* begin *

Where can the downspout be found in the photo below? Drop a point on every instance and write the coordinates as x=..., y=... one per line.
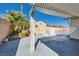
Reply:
x=32, y=27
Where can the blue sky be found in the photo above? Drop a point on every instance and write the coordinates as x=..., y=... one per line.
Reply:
x=51, y=20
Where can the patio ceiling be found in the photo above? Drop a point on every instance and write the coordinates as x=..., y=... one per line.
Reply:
x=67, y=10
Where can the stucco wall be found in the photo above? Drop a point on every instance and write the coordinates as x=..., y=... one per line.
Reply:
x=74, y=31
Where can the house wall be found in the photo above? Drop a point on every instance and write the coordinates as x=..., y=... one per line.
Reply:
x=74, y=30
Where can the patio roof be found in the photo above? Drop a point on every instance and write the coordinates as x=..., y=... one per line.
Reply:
x=67, y=10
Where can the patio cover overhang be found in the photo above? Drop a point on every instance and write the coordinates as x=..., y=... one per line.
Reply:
x=66, y=10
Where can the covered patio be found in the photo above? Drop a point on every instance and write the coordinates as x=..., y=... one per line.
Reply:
x=48, y=46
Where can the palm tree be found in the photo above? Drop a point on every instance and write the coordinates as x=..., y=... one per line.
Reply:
x=17, y=19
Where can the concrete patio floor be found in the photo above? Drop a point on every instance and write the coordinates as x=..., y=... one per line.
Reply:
x=41, y=49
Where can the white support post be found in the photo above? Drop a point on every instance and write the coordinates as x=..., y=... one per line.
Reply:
x=32, y=26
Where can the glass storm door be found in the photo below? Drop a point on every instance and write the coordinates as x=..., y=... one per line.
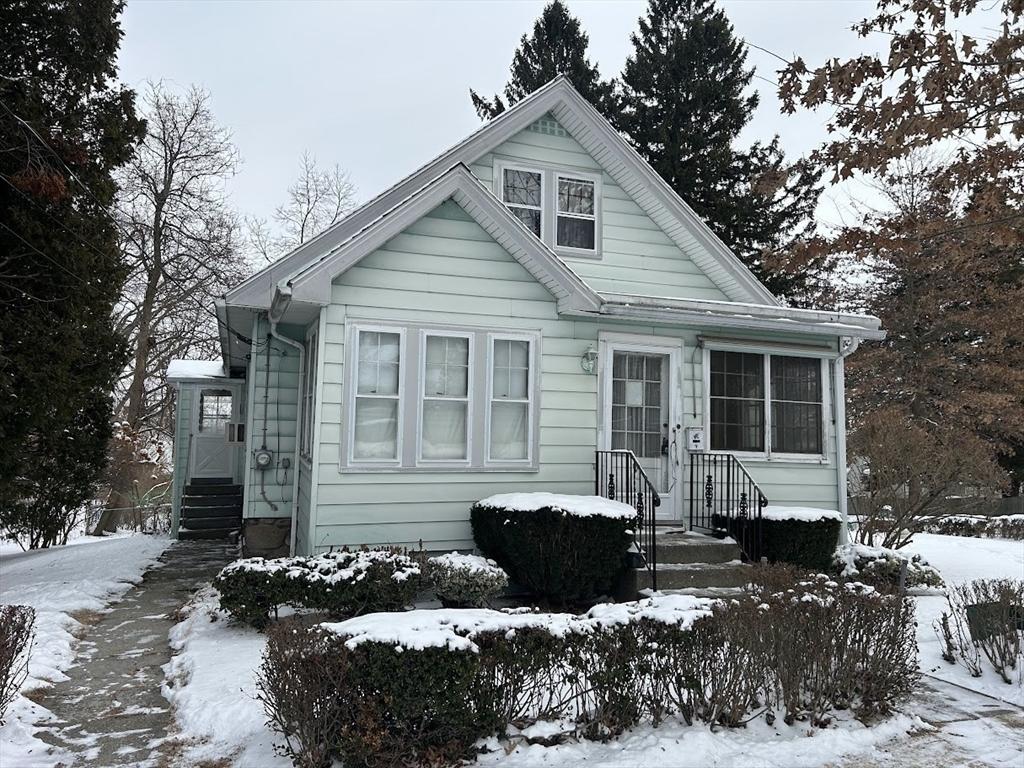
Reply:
x=639, y=416
x=212, y=456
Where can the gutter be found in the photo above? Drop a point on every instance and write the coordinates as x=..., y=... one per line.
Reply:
x=279, y=305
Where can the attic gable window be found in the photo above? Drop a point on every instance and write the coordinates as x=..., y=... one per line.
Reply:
x=561, y=207
x=577, y=217
x=522, y=192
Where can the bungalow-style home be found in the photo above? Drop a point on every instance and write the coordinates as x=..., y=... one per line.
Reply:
x=532, y=310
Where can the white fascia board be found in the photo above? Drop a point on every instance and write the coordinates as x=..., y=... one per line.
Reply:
x=738, y=320
x=824, y=316
x=313, y=284
x=597, y=136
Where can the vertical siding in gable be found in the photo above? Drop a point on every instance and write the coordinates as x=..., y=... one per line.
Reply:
x=637, y=255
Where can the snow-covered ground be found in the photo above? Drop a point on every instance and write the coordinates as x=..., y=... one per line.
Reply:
x=963, y=559
x=62, y=584
x=223, y=719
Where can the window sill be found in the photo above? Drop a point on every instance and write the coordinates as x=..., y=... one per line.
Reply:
x=421, y=469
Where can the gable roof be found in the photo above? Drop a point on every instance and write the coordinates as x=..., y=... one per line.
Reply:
x=621, y=161
x=312, y=284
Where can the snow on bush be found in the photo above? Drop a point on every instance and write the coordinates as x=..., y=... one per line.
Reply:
x=427, y=685
x=564, y=549
x=1001, y=526
x=882, y=567
x=578, y=506
x=466, y=581
x=345, y=583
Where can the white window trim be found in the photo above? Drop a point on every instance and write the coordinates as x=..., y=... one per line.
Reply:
x=468, y=399
x=352, y=380
x=549, y=196
x=502, y=167
x=596, y=181
x=768, y=455
x=531, y=409
x=310, y=381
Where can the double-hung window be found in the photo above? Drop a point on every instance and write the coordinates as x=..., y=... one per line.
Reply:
x=576, y=214
x=766, y=403
x=308, y=396
x=426, y=397
x=559, y=206
x=376, y=434
x=445, y=382
x=522, y=193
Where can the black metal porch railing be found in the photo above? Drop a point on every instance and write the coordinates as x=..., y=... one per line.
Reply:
x=619, y=475
x=723, y=498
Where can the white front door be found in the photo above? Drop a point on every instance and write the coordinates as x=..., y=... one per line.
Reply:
x=212, y=455
x=641, y=397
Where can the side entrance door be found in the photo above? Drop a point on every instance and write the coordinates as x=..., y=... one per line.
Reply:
x=641, y=398
x=213, y=409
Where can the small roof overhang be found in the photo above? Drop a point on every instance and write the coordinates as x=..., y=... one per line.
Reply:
x=701, y=312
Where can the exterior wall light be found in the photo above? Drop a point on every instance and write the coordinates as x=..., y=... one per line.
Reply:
x=588, y=361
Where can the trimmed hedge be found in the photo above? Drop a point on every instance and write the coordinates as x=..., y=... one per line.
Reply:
x=423, y=687
x=806, y=544
x=560, y=557
x=344, y=583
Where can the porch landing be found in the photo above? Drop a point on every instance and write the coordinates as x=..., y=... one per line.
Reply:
x=691, y=562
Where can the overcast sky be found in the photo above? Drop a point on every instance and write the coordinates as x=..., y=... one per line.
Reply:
x=382, y=87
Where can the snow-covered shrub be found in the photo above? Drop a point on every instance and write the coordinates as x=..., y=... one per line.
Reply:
x=16, y=623
x=466, y=581
x=346, y=583
x=985, y=617
x=1001, y=526
x=796, y=536
x=563, y=548
x=881, y=567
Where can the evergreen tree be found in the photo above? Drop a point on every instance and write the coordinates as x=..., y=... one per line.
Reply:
x=557, y=46
x=684, y=100
x=64, y=128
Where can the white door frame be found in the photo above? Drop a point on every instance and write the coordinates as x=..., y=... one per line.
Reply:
x=230, y=450
x=607, y=344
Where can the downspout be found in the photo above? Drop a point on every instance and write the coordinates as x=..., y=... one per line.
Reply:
x=847, y=346
x=282, y=299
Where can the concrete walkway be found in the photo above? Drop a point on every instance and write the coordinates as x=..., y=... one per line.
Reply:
x=111, y=711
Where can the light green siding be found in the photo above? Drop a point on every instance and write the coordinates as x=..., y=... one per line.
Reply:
x=182, y=430
x=445, y=269
x=273, y=420
x=637, y=256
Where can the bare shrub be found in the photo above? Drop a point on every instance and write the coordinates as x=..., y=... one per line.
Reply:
x=298, y=684
x=986, y=617
x=16, y=631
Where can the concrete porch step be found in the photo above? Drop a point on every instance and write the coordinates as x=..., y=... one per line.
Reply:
x=210, y=488
x=695, y=576
x=188, y=513
x=213, y=500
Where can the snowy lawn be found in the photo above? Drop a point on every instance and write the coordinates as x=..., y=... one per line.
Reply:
x=212, y=685
x=963, y=559
x=62, y=584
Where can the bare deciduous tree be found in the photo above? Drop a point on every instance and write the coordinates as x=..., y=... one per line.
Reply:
x=180, y=239
x=317, y=199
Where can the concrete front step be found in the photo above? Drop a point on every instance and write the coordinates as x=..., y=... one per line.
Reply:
x=194, y=534
x=205, y=488
x=214, y=500
x=682, y=548
x=695, y=576
x=189, y=512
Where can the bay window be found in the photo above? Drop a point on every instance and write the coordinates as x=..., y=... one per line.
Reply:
x=766, y=403
x=439, y=398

* end *

Scale the lines from the one containing "Where can the white front" through the one containing "x=701, y=312", both included, and rewrite only that stretch in full, requests too. Multiply every coordinate in the answers by 1.3 and round to whole numbers, rounding halves up.

Where can the white front door be found in the photo above? Drop a point on every instance and write the coordinates as x=..., y=... one per line.
Reply:
x=276, y=592
x=833, y=516
Where can the side entrance door be found in the photo above? Drop a point on every instance and write the coordinates as x=..., y=... one per line.
Reply:
x=833, y=517
x=277, y=532
Where can the small roof overhang be found in the photo above? Drop a point on every instance and write the coordinates as x=..., y=... one per line.
Reply:
x=911, y=406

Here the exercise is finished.